WHAT YOU NEED TO DO: The records follow. Filter them to the lines that hold "below".

Start of PROVIDED RECORDS

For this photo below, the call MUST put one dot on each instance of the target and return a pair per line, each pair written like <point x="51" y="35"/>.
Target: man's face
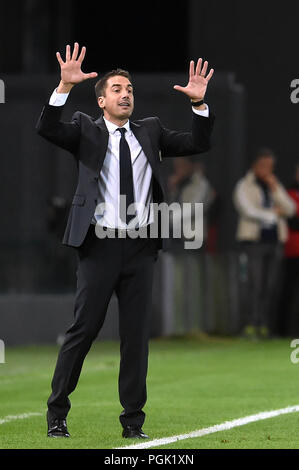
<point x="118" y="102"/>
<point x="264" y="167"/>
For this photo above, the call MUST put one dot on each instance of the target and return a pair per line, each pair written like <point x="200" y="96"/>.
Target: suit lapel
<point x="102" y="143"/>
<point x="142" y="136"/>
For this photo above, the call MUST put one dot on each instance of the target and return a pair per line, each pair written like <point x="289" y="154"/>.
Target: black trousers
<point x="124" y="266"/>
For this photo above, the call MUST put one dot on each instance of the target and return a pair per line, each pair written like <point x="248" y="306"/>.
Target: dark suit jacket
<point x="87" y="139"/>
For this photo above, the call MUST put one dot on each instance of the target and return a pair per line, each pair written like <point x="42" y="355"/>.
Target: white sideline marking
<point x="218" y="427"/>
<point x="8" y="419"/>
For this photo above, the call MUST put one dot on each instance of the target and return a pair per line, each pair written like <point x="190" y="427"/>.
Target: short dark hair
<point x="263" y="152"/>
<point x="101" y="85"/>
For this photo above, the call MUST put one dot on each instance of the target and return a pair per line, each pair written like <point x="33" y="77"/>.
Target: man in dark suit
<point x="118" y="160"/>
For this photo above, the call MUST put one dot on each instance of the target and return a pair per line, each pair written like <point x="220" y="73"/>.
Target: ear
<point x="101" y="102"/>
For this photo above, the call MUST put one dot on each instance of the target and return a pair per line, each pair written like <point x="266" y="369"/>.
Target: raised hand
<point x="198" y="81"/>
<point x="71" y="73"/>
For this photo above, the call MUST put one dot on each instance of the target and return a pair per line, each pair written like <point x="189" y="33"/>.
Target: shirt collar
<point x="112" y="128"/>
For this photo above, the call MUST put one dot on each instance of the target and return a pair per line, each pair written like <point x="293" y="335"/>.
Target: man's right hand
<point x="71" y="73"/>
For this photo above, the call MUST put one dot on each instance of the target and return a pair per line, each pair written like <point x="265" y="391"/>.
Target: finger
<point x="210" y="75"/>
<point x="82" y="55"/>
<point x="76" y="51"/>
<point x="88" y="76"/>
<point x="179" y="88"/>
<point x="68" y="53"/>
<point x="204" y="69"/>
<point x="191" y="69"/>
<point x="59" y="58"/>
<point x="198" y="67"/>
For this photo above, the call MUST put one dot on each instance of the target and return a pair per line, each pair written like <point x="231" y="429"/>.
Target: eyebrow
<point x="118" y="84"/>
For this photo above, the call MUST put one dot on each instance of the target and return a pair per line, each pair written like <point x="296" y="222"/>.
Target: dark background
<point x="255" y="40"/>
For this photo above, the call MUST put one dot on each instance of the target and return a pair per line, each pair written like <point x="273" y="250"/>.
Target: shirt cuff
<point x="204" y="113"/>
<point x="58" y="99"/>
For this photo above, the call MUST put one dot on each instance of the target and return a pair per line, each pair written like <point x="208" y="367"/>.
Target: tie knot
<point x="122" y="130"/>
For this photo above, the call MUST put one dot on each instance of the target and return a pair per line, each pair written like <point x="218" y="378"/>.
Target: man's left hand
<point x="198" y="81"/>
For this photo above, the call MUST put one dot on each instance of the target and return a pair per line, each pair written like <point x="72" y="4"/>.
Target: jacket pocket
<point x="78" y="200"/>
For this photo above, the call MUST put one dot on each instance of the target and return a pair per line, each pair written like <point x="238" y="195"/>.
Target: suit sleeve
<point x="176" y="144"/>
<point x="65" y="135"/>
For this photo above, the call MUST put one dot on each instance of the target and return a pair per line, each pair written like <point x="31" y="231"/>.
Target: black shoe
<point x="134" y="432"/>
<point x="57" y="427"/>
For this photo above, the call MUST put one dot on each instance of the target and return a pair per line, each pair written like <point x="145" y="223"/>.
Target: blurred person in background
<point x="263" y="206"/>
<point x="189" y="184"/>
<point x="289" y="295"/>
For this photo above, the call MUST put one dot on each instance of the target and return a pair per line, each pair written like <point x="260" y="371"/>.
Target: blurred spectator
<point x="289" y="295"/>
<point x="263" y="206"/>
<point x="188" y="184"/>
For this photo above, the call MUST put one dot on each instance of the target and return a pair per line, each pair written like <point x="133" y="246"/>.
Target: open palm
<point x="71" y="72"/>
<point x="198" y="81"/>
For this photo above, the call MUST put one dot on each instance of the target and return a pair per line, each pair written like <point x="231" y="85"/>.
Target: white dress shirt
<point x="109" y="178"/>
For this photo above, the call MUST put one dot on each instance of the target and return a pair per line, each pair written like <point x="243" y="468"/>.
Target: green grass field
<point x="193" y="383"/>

End of PROVIDED RECORDS
Start of PROVIDED RECORDS

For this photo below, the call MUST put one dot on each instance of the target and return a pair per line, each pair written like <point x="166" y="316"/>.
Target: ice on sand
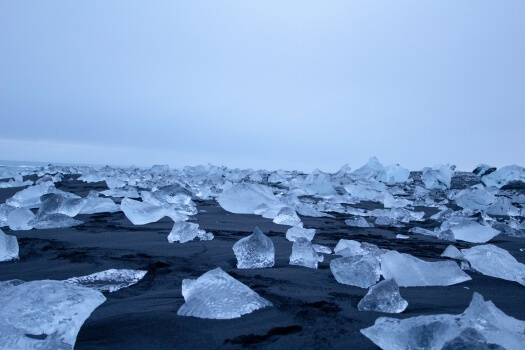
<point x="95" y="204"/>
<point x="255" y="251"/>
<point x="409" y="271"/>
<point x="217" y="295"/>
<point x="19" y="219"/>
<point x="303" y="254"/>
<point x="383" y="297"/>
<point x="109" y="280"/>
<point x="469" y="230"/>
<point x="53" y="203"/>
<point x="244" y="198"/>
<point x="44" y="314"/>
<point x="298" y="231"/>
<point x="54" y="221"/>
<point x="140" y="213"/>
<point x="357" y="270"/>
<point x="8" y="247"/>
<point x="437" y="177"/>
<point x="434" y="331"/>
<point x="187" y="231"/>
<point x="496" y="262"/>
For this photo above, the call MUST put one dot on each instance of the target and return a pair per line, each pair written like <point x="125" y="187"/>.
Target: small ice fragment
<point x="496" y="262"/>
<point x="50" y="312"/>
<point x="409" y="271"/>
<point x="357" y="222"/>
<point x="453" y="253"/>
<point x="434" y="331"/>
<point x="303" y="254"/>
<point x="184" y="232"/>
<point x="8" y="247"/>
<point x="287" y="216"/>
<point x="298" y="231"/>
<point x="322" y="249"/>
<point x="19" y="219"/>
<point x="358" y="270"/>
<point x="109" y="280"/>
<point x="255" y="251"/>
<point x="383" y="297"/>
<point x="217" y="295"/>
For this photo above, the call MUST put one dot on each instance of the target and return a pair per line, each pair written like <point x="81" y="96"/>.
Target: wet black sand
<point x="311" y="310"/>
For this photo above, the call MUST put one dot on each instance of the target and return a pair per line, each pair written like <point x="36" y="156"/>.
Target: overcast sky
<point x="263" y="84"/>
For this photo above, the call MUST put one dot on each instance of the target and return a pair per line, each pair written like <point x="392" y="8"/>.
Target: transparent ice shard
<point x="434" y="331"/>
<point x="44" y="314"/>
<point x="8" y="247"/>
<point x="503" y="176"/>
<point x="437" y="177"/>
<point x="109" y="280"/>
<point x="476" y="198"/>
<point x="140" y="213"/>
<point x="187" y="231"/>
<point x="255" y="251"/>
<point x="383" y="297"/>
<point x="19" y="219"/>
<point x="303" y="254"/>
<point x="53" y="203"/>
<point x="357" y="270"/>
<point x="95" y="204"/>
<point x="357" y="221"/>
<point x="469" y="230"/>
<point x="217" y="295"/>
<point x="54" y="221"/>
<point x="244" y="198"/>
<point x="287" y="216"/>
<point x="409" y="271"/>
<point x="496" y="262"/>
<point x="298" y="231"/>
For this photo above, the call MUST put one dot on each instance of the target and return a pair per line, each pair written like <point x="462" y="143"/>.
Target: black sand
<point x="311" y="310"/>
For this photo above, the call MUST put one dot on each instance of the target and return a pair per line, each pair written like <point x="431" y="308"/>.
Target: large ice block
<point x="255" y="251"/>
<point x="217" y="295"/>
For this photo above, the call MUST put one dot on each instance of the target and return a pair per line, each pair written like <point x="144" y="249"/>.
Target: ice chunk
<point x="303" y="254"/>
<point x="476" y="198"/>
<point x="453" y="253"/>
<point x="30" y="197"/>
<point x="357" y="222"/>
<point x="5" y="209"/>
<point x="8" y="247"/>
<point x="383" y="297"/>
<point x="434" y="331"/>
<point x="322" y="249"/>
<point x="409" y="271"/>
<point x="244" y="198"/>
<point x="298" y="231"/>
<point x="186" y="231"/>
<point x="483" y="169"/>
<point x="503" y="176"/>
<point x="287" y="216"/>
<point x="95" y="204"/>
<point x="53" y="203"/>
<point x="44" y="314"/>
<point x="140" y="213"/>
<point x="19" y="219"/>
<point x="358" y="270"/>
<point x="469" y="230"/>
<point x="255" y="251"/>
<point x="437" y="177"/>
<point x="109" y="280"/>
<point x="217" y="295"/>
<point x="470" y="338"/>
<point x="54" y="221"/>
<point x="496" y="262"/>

End of PROVIDED RECORDS

SOLUTION TO THE PROBLEM:
For this photo below, the call MUST put one dot on each instance of the target and return a pair per line, each pair written like <point x="51" y="35"/>.
For this photo below, the call MUST put one dot on each instance of the target and return a pair per line, each pair written like <point x="166" y="316"/>.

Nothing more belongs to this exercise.